### Natural language region descriptions
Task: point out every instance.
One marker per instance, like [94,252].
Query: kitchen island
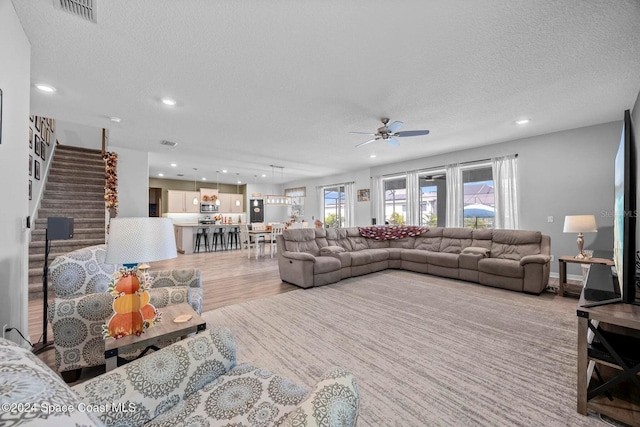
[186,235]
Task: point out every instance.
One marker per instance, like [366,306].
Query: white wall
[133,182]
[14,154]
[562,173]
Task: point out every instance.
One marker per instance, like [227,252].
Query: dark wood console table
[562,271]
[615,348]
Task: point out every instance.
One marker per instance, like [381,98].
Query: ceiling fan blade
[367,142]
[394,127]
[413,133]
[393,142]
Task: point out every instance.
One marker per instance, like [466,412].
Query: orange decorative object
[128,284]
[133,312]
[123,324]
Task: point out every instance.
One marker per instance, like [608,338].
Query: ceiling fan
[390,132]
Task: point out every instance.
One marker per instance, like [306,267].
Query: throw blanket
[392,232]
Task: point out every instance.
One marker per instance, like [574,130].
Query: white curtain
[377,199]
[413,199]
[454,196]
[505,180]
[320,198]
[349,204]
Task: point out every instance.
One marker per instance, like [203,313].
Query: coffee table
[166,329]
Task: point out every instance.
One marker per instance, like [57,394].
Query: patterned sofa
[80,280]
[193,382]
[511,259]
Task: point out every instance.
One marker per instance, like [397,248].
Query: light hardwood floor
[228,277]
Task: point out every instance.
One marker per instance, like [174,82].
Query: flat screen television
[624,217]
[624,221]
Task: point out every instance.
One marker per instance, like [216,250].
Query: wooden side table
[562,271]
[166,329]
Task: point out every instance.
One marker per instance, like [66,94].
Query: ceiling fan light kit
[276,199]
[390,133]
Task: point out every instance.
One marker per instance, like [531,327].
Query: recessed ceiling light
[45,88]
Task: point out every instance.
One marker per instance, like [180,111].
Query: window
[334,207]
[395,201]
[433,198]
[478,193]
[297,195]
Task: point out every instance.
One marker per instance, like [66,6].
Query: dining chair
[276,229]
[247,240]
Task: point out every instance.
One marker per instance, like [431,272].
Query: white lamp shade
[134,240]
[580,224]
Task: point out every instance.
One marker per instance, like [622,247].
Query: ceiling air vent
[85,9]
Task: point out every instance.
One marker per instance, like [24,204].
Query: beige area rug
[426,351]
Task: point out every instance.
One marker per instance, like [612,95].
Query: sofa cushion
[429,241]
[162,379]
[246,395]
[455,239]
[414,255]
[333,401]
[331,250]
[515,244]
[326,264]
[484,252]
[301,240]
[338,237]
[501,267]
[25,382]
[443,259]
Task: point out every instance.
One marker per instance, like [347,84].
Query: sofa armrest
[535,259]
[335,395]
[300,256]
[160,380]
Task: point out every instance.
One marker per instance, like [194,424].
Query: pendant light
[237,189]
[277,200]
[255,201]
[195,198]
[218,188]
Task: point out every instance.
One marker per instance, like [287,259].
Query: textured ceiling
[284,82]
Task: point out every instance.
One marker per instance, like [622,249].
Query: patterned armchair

### TASK DESCRIPTION
Without the pictures, set down every entry exactly.

### ANSWER TO THE EXERCISE
Task: point out every instance.
One marker per instance, like [94,252].
Query: kitchen island
[186,235]
Task: point out every instance.
One marker per instance, like [366,306].
Query: white wall
[133,182]
[14,154]
[562,173]
Task: point out every instance.
One marker per instance, like [227,252].
Query: dark wood console table
[562,271]
[615,348]
Task: point out every instance.
One marker per instance, like [381,98].
Query: ceiling fan blade
[367,142]
[394,127]
[413,133]
[393,142]
Task: point out every instance.
One marker per instance, like [466,412].
Query: orange decorative object
[128,284]
[133,312]
[123,324]
Task: point out every instance.
One marker per instance, like [608,338].
Query: ceiling fan
[390,132]
Task: point out every instance.
One marker per instance, like [306,267].
Query: throw blanket
[392,232]
Task: point out every instance.
One marker per instance, like [574,130].
Query: white curtain
[377,199]
[413,199]
[454,196]
[505,180]
[320,198]
[349,204]
Task: point out every instance.
One marker per instance, like [203,313].
Query: coffee table
[166,329]
Task: point out every instance.
One marker per instance, like [57,394].
Query: patterned sofa
[80,280]
[193,382]
[511,259]
Task: point out every instance.
One marker per instance, like [397,248].
Query: light hardwood floor
[228,277]
Task: point out every instance.
One marker per instance, like [174,82].
Query: flat screen television
[624,217]
[624,221]
Task: point out every instance.
One marker per instance, like [216,250].
Query: wooden side table
[562,271]
[166,329]
Task: point out every instance.
One marker per instance, like [66,94].
Query: ceiling fan light kit
[276,199]
[390,133]
Task: point out every instance.
One marker per instance, like [531,327].
Query: recessed ceiling light
[45,88]
Task: point out every instance.
One marker per instance, like [180,111].
Query: window
[334,207]
[395,201]
[433,198]
[478,193]
[297,195]
Task: point out every instance.
One marker per instance, like [66,6].
Query: dining chair
[276,229]
[247,240]
Task: point out every instance.
One marker per instance, like [431,272].
Query: white lamp shade
[134,240]
[580,224]
Task: point out every instance.
One marker per instance, like [622,247].
Query: ceiling air vent
[85,9]
Task: point out every instance.
One marker per instance, like [24,204].
Query: beige area rug
[426,351]
Task: point out every instance.
One marker per instance, like [612,95].
Query: sofa cushion
[429,241]
[162,379]
[246,395]
[455,239]
[414,255]
[333,401]
[331,250]
[515,244]
[326,264]
[484,252]
[301,240]
[338,237]
[501,267]
[25,382]
[443,259]
Task: point out every instance.
One marker per instance, like [347,84].
Query: sofa armrest
[535,259]
[335,395]
[300,256]
[160,380]
Task: point out every instance.
One marker per instance, like [194,424].
Query: pendant light
[237,189]
[277,200]
[255,201]
[195,198]
[218,188]
Task: point out every instance.
One marker per instance, like [287,259].
Query: textured ceiling
[284,82]
Task: point out every instance.
One marker per instance, like [622,249].
Query: patterned armchair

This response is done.